━━━━━ Text excerpt

# 1" Headtube to fit 1 1/8" Fork?



## Bicyclelist (Sep 5, 2006)

Odd question guys: I was wondering if anyone has ever fit a 1 1/8" fork on a frame made for a 1" fork?

It seems like there may be a way, has anyone done this?


----------



## Rumpfy (Dec 21, 2003)

No safe, good way to do it really. Though I think there has been similar posts with same question here. You might find it in a search.


----------



## Bicyclelist (Sep 5, 2006)

I couldn't find the best info on it but a 1 1/8" fork seems to slide in the cups and bearings and the races seem to be the only limiting factor. It might help to have smaller bearings as well.

I searched but couldn't find much info.

Maybe I just need to find the right combination of bearings and races.


----------



## Bicyclelist (Sep 5, 2006)

Just found this:

Genuine Bicycle Produsts: Parts and Accesories.

Looks like the guy shaved down a normal headset to fit an older 1" headtube


----------



## girlonbike (Apr 24, 2008)

You want to shave a headset to jam a 1 1/8 fork in a 1" headtube?


----------



## sandmangts (Feb 16, 2004)

I have seen it done on a pre war DX but they have a bmx standard headset which is a bit bigger. I believe the headtube was reamed out.


----------



## Bicyclelist (Sep 5, 2006)

girlonbike said:


> You want to shave a headset to jam a 1 1/8 fork in a 1" headtube?


Ha, you are correct! If it doesn't work I'll end up buying one of those Retro Ryder headsets


----------



## Bicyclelist (Sep 5, 2006)

sandmangts said:


> I have seen it done on a pre war DX but they have a bmx standard headset which is a bit bigger. I believe the headtube was reamed out.


I believe that is the size of my headtube, a normal 1" headset fits really loose in the headtube. I really just need to get the headset about 1mm thinner, so really only .5mm on the round headset


----------



## theMeat (Jan 5, 2010)

What bike do you have? year? pics?


----------



## 1 cog frog (Dec 21, 2004)

Didn't someone ask this a couple weeks ago? The responses were pretty much the same.

It can work with a headtube made for the 1"BMX headset. I did this to a schwinn cruiser frame. Reamed the headtube to the cup diameter for a 1 1/8" and installed the headset. If the frame is for a standard 1"headset, no dice.

Pics will make it easier to help you!

━━━━━━━━━━
━━━━━ Material provided

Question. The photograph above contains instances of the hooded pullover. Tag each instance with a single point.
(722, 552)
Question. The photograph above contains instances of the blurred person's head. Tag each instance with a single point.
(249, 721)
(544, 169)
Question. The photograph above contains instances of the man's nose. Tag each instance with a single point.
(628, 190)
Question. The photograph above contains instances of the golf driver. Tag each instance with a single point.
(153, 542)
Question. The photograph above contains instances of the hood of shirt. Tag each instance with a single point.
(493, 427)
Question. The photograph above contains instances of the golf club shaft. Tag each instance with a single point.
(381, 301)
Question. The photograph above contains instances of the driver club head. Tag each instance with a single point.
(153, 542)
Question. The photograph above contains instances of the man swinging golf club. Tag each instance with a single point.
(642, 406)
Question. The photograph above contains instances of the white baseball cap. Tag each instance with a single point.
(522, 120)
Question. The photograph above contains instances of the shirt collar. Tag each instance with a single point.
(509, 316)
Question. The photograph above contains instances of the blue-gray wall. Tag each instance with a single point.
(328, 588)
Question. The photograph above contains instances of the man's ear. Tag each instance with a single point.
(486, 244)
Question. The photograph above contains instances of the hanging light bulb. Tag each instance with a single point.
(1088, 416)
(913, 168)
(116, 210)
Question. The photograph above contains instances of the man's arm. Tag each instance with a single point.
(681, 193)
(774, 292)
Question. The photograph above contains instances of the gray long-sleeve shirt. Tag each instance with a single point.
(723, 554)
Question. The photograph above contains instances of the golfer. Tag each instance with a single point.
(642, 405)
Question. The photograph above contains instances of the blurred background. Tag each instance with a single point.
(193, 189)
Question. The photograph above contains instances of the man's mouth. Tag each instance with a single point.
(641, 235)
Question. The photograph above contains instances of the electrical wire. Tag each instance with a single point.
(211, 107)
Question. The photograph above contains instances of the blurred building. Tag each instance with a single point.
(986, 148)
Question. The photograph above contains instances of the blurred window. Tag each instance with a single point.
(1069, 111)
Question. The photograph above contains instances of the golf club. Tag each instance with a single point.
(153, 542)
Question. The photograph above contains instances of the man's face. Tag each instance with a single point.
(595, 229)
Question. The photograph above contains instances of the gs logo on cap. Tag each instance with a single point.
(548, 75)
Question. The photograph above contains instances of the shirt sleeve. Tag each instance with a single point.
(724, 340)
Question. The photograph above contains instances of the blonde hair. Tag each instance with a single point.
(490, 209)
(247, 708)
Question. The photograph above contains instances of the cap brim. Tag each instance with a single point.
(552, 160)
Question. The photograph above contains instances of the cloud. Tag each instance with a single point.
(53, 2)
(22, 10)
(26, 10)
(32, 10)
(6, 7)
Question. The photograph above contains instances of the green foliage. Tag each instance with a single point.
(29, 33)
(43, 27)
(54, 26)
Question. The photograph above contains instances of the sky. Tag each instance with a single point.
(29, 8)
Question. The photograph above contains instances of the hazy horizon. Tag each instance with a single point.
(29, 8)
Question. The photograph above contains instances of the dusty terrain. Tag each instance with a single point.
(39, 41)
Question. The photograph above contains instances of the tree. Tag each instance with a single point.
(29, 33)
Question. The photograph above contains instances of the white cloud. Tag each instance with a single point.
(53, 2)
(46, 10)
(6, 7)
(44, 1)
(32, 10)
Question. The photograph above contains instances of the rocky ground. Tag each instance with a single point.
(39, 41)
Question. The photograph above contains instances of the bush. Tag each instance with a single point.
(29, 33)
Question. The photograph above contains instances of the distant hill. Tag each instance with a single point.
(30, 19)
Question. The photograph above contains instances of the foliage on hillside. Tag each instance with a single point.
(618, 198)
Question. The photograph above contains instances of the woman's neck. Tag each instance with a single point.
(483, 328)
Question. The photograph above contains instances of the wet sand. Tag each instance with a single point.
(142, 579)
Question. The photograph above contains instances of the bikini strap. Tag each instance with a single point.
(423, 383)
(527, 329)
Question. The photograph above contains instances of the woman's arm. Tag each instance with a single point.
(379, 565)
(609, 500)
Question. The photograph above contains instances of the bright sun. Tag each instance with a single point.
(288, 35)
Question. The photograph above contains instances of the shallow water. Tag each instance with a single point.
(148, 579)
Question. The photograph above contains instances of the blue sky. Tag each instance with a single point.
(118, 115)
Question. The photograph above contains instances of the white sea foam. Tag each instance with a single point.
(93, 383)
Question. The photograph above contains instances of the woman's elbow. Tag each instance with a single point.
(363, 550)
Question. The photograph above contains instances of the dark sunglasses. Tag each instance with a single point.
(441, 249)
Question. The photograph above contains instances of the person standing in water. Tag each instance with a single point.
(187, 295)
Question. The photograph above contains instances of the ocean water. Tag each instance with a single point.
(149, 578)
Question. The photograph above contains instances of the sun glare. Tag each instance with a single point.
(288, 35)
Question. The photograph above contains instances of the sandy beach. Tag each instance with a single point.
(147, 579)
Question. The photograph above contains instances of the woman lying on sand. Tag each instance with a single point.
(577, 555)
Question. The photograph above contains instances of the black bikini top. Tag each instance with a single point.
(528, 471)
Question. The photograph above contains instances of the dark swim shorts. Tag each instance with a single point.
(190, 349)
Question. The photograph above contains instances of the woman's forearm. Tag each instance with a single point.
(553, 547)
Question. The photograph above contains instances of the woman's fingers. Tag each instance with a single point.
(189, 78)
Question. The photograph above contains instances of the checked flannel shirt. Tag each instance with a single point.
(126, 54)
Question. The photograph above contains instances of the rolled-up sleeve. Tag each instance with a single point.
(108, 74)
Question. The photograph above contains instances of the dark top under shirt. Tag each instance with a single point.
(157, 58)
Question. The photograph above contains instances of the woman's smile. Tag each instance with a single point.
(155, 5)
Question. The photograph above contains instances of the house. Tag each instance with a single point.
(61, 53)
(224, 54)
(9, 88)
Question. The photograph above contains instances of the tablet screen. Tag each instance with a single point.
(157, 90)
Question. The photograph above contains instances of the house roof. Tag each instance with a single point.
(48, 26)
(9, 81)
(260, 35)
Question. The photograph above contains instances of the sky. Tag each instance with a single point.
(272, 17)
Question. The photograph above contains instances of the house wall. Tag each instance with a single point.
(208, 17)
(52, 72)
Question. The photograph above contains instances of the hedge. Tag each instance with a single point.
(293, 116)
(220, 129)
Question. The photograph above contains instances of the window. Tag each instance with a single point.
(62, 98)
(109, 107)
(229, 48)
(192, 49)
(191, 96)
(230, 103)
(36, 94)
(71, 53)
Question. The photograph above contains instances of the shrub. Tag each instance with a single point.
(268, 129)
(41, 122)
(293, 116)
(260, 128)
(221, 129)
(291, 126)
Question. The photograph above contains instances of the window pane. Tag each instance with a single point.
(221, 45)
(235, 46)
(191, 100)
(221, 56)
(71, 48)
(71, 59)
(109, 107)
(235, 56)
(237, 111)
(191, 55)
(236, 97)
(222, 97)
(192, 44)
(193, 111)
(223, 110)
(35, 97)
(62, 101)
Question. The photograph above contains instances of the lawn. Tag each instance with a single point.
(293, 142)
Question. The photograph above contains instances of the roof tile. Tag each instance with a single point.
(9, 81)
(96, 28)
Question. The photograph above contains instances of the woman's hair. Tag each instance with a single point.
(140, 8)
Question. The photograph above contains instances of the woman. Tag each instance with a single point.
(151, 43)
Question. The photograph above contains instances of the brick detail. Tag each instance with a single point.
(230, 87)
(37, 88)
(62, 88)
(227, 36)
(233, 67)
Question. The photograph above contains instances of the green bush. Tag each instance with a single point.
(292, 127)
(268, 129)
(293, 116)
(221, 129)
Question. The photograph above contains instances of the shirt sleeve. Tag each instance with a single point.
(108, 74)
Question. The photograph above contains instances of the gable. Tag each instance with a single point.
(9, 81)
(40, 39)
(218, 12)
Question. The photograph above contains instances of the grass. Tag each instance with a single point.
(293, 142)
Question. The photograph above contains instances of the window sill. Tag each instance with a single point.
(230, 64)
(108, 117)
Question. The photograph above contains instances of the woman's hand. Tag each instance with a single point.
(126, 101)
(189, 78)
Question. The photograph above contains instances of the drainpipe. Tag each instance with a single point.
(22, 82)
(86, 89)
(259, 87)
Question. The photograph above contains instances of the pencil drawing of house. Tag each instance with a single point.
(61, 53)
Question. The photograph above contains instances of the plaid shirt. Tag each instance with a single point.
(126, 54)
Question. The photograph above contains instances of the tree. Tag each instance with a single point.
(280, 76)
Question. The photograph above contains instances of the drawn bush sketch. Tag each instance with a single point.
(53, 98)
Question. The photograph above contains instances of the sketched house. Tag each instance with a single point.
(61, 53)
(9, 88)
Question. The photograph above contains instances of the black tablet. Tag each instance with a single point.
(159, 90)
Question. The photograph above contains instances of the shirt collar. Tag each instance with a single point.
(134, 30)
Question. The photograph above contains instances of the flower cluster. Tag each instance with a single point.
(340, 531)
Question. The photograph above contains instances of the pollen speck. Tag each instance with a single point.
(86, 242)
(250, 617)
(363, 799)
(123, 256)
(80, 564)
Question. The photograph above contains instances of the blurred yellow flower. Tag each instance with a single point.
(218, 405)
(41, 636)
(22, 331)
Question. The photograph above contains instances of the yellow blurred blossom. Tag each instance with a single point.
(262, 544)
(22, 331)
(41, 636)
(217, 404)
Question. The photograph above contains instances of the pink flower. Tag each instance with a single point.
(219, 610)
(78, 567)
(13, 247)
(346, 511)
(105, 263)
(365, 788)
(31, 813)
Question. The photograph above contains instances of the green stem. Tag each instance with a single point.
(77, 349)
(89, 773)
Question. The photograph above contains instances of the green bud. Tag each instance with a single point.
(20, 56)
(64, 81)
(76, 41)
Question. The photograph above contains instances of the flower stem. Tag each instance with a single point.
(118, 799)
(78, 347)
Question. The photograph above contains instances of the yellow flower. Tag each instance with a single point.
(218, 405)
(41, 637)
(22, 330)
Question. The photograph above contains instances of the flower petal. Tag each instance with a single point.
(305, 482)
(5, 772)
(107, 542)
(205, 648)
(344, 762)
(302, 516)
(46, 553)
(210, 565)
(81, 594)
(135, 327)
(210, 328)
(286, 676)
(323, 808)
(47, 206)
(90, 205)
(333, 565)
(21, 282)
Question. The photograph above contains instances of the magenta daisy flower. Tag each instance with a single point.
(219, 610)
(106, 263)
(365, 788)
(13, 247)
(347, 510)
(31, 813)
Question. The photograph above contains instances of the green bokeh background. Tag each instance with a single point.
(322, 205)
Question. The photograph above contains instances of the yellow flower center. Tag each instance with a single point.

━━━━━━━━━━

## What this task involves
In the forum thread about fitting a 1 1/8" fork into a 1" headtube, please name the kind of frame that 1 cog frog reamed out to fit the larger headset.

## Result for this exercise
A Schwinn cruiser frame.